##### RECORDS FOR THE EXERCISE #####
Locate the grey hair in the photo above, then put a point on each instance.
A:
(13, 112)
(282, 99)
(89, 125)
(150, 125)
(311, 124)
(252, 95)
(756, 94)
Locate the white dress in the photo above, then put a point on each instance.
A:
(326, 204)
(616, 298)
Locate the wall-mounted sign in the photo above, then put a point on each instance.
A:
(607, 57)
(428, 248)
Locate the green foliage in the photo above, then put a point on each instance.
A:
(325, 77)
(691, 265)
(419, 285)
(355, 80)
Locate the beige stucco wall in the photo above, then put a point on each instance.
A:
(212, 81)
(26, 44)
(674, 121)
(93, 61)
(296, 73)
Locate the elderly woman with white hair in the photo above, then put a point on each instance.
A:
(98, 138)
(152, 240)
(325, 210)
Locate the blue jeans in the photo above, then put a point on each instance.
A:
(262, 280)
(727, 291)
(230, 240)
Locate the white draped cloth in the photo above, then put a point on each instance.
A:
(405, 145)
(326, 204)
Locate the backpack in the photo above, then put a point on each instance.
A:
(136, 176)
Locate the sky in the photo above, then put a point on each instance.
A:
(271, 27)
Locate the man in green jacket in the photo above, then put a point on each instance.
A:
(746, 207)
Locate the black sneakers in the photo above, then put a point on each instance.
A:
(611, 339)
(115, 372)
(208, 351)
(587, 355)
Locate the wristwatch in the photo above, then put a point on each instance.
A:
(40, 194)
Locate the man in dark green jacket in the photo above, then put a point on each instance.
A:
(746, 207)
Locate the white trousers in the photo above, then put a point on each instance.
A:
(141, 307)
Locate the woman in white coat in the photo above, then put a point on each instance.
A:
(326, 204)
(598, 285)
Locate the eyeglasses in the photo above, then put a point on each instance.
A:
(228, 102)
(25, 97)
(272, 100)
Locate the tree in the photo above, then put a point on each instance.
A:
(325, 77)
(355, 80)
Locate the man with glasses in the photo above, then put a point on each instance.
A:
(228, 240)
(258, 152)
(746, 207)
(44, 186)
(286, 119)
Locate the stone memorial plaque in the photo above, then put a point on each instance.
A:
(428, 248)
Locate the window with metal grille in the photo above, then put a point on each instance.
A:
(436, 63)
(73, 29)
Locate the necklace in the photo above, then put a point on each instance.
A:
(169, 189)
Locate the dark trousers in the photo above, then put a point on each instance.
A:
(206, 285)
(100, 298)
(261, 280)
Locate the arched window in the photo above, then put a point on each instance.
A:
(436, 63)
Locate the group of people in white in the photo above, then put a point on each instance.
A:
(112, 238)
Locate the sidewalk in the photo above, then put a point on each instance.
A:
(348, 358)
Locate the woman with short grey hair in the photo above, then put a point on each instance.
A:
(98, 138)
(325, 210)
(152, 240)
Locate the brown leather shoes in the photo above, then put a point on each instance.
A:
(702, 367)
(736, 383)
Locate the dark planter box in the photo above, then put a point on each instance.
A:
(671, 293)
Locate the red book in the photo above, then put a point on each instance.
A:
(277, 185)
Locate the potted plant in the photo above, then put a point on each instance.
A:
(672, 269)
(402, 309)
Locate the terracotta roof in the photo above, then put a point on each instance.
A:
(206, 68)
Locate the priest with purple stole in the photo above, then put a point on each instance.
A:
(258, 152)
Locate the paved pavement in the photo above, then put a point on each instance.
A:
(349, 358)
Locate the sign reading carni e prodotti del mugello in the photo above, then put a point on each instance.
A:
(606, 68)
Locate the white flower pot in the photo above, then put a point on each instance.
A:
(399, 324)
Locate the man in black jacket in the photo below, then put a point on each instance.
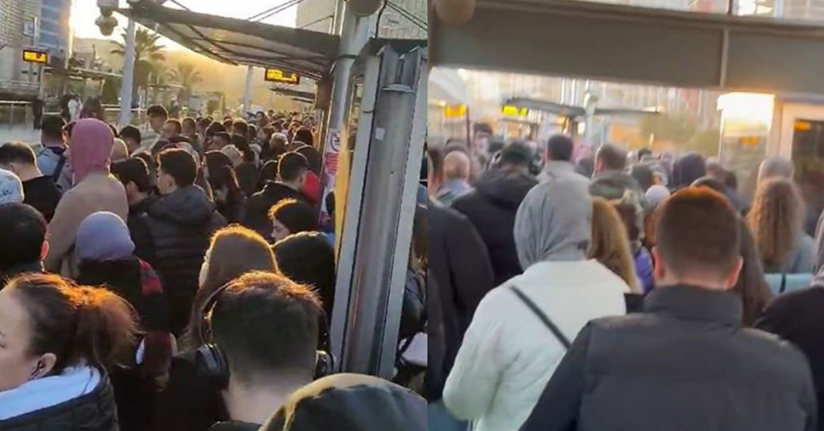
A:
(293, 168)
(797, 318)
(686, 363)
(179, 225)
(23, 235)
(492, 205)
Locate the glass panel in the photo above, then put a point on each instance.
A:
(808, 158)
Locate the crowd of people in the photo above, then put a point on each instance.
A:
(183, 284)
(593, 290)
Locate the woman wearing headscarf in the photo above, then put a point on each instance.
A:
(105, 254)
(508, 353)
(95, 189)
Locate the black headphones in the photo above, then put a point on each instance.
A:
(211, 362)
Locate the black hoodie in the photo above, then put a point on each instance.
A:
(180, 226)
(351, 402)
(491, 208)
(256, 216)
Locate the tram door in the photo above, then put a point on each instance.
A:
(802, 141)
(376, 190)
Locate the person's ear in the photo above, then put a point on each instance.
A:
(43, 366)
(44, 250)
(732, 278)
(658, 270)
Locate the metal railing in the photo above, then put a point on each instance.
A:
(15, 113)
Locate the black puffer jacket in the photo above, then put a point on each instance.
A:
(180, 226)
(256, 216)
(95, 411)
(491, 208)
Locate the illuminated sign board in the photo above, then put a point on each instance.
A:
(33, 56)
(282, 76)
(513, 111)
(455, 111)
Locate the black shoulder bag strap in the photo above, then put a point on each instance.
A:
(544, 318)
(60, 163)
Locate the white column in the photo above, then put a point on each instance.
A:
(247, 91)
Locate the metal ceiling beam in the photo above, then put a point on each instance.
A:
(633, 44)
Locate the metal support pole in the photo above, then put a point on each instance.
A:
(354, 35)
(337, 18)
(247, 91)
(128, 77)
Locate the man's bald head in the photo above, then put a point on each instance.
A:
(456, 166)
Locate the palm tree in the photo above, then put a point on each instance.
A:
(148, 54)
(187, 77)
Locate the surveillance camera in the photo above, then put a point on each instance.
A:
(106, 24)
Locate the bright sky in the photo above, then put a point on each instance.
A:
(84, 12)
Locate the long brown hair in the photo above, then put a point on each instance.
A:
(234, 251)
(78, 324)
(776, 221)
(610, 242)
(751, 286)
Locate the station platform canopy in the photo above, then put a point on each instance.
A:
(240, 42)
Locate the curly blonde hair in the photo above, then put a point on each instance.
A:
(610, 243)
(776, 221)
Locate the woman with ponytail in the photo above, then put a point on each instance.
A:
(57, 341)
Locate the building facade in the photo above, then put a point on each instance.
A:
(55, 28)
(400, 19)
(17, 27)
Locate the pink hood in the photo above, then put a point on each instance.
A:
(91, 146)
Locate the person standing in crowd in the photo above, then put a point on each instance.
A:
(291, 216)
(308, 258)
(690, 340)
(613, 184)
(461, 270)
(558, 156)
(24, 241)
(120, 151)
(59, 340)
(134, 175)
(376, 405)
(52, 160)
(311, 189)
(293, 170)
(610, 243)
(456, 170)
(131, 136)
(157, 118)
(509, 352)
(75, 108)
(171, 129)
(105, 253)
(492, 205)
(796, 317)
(189, 128)
(776, 220)
(263, 367)
(228, 196)
(687, 169)
(189, 402)
(39, 191)
(95, 190)
(751, 286)
(180, 224)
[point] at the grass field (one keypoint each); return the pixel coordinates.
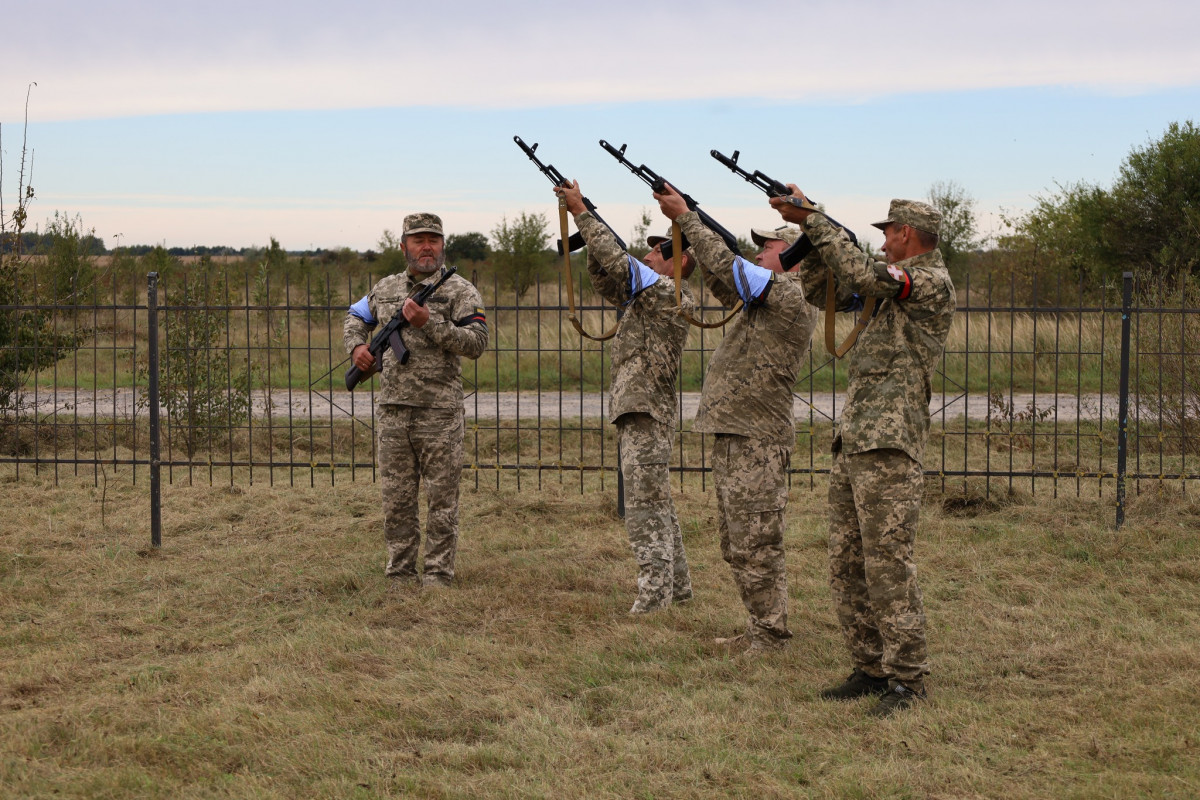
(259, 654)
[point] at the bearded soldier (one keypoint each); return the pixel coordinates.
(646, 353)
(420, 405)
(876, 480)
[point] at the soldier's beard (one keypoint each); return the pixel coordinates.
(431, 265)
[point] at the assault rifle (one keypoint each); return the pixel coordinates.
(576, 240)
(803, 246)
(390, 334)
(658, 184)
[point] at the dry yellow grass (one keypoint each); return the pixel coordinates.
(261, 654)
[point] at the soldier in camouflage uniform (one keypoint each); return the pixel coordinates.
(747, 402)
(646, 353)
(876, 481)
(420, 409)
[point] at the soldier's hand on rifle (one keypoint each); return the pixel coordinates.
(671, 203)
(573, 197)
(790, 211)
(363, 359)
(415, 313)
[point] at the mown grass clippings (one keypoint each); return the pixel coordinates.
(261, 653)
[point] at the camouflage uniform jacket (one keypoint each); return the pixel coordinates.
(748, 388)
(651, 335)
(891, 367)
(432, 378)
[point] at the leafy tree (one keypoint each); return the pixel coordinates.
(1156, 204)
(204, 395)
(466, 247)
(959, 232)
(70, 257)
(1149, 221)
(28, 338)
(520, 253)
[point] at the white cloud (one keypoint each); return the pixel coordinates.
(120, 59)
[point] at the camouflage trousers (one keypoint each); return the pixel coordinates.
(751, 495)
(417, 444)
(874, 506)
(651, 518)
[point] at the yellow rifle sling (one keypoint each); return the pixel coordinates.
(831, 319)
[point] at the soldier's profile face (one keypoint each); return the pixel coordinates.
(768, 257)
(425, 252)
(654, 258)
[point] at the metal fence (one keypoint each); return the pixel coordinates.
(223, 376)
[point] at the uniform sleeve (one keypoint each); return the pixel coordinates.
(607, 262)
(855, 270)
(357, 330)
(465, 332)
(714, 256)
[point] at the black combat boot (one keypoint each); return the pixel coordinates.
(898, 698)
(859, 684)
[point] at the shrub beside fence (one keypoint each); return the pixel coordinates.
(234, 378)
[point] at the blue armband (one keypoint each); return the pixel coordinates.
(750, 280)
(363, 311)
(641, 277)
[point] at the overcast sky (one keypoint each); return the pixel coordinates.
(324, 124)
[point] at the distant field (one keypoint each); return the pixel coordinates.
(261, 654)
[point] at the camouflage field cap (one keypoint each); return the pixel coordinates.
(913, 214)
(651, 241)
(423, 223)
(786, 234)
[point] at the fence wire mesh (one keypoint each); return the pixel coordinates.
(250, 379)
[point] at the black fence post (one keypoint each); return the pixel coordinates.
(155, 450)
(1123, 404)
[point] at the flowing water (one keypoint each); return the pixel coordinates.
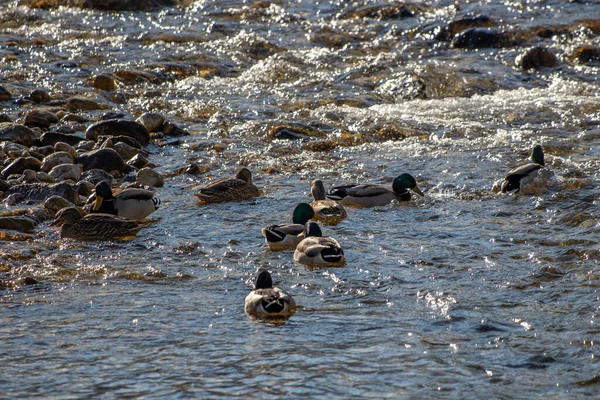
(465, 293)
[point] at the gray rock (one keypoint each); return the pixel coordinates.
(17, 134)
(20, 165)
(54, 159)
(118, 127)
(152, 121)
(64, 172)
(149, 177)
(104, 159)
(21, 224)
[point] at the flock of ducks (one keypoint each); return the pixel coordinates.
(120, 215)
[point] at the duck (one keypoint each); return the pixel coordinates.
(528, 178)
(368, 195)
(266, 301)
(238, 188)
(287, 236)
(134, 204)
(328, 211)
(75, 224)
(315, 250)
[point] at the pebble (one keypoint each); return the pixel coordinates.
(54, 159)
(53, 204)
(65, 172)
(153, 122)
(65, 147)
(118, 127)
(149, 177)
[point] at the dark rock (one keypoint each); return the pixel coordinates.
(78, 103)
(120, 139)
(481, 21)
(116, 127)
(586, 54)
(20, 165)
(536, 58)
(21, 224)
(170, 129)
(4, 94)
(96, 175)
(104, 82)
(17, 134)
(104, 159)
(52, 137)
(41, 191)
(477, 38)
(39, 96)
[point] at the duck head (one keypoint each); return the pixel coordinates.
(103, 191)
(263, 280)
(404, 182)
(302, 213)
(537, 154)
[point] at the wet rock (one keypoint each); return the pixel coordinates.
(79, 103)
(104, 159)
(53, 204)
(39, 96)
(149, 177)
(85, 145)
(125, 151)
(21, 164)
(21, 224)
(54, 159)
(47, 115)
(41, 191)
(383, 12)
(116, 127)
(134, 77)
(43, 150)
(52, 137)
(13, 199)
(171, 129)
(84, 188)
(153, 122)
(67, 148)
(536, 58)
(17, 134)
(44, 177)
(112, 140)
(453, 28)
(34, 120)
(4, 94)
(104, 82)
(586, 54)
(29, 176)
(477, 38)
(96, 175)
(65, 172)
(138, 161)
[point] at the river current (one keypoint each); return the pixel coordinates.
(465, 293)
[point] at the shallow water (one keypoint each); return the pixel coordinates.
(461, 294)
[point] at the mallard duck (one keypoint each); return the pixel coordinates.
(129, 203)
(287, 236)
(366, 195)
(237, 188)
(265, 301)
(316, 250)
(76, 225)
(328, 211)
(528, 178)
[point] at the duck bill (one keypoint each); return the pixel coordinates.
(98, 203)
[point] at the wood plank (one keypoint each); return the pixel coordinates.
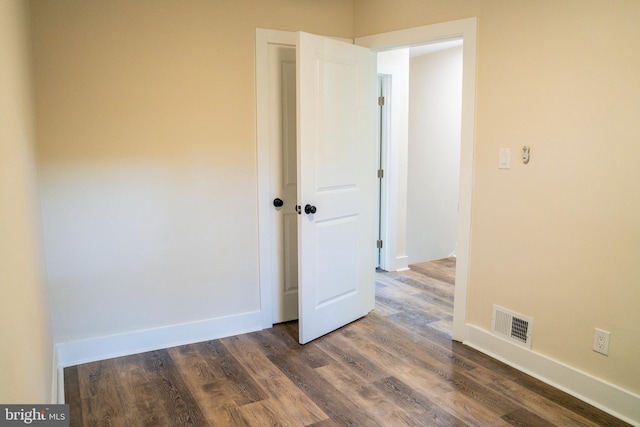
(169, 391)
(291, 401)
(72, 395)
(396, 366)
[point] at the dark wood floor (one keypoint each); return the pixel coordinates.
(395, 367)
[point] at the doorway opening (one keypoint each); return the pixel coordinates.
(393, 254)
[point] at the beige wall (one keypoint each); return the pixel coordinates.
(558, 239)
(147, 156)
(26, 358)
(146, 146)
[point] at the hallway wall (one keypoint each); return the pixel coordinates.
(435, 108)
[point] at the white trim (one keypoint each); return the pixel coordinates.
(55, 379)
(78, 352)
(402, 263)
(265, 232)
(467, 29)
(60, 388)
(608, 397)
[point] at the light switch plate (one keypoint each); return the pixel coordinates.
(505, 158)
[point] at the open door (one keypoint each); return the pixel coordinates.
(336, 148)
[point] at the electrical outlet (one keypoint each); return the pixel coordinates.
(601, 341)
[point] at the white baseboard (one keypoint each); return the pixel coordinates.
(78, 352)
(608, 397)
(402, 263)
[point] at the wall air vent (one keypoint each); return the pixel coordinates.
(511, 326)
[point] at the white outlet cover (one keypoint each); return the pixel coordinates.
(601, 341)
(505, 158)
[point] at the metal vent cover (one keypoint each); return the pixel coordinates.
(512, 326)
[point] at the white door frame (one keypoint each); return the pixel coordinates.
(467, 29)
(267, 258)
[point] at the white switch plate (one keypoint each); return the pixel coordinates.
(601, 341)
(505, 158)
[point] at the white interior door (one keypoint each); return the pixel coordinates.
(283, 179)
(336, 152)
#####
WHAT IS REQUIRED
Which lines of the records above contain the word "brown"? Copy each of them.

OUTPUT FOR THIS TASK
Locate the brown leather shoes in the photo above, then put a point on each instance.
Locate the long brown hair in the photo above, then put a point on each instance.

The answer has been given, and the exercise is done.